> _What this task involves_: Transcribe the passage from the Rita Winkler biography below, starting with "Winkler is a Registered" and going on through "UBC in 2001.".

> _Supplied text_:
============================================================

Rita Winkler is a Canadian Research Hydrologist working at the British Columbia Ministry of Forests, Lands and Natural Resource Operations

Winkler is a Registered Professional Forester (RPF) with over 35 years of experience in forestry, applied hydrology, and water-related research. Winkler was an adjunct professor at Thompson Rivers University (formerly Cariboo College) and the University of British Columbia.

Education 
Winkler received a BSF in Forest Management from the University of British Columbia (UBC) in 1978, an MSc in Forest Hydrology from the University of Alberta in 1980, and a PhD in Forest Hydrology from UBC in 2001.

Winkler says that Star Trek inspired her to become involved with science. She also benefited from the science teacher she had during seventh grade.

Awards 
Named Honorary Fellow from Okanagan College in 2016 for her work in forest hydrology.

============================================================

> _Data lines_:
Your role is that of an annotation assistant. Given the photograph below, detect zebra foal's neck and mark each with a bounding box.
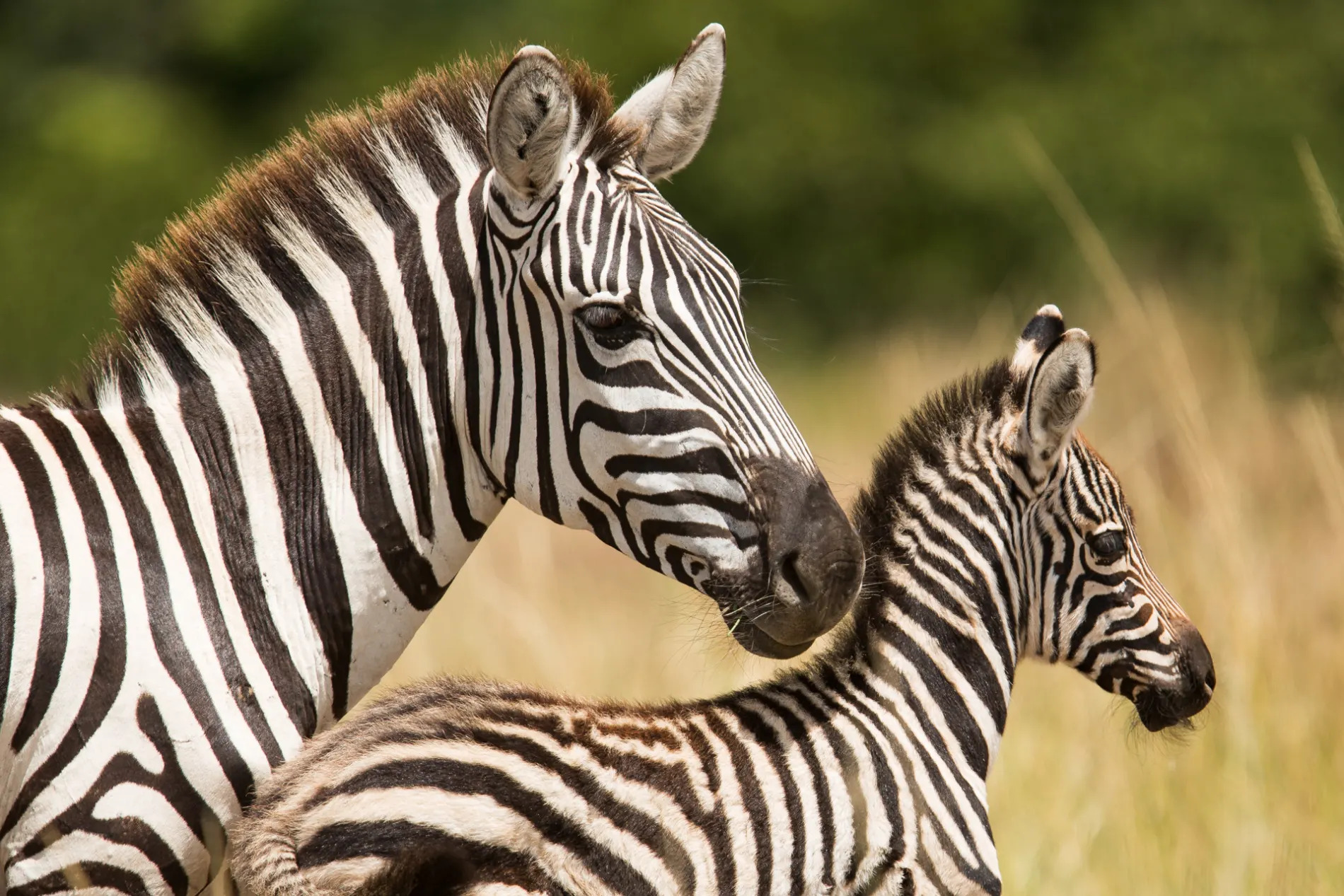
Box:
[234,306,1212,896]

============================================================

> _Complete output_:
Winkler is a Registered Professional Forester (RPF) with over 35 years of experience in forestry, applied hydrology, and water-related research. Winkler was an adjunct professor at Thompson Rivers University (formerly Cariboo College) and the University of British Columbia.

Education 
Winkler received a BSF in Forest Management from the University of British Columbia (UBC) in 1978, an MSc in Forest Hydrology from the University of Alberta in 1980, and a PhD in Forest Hydrology from UBC in 2001.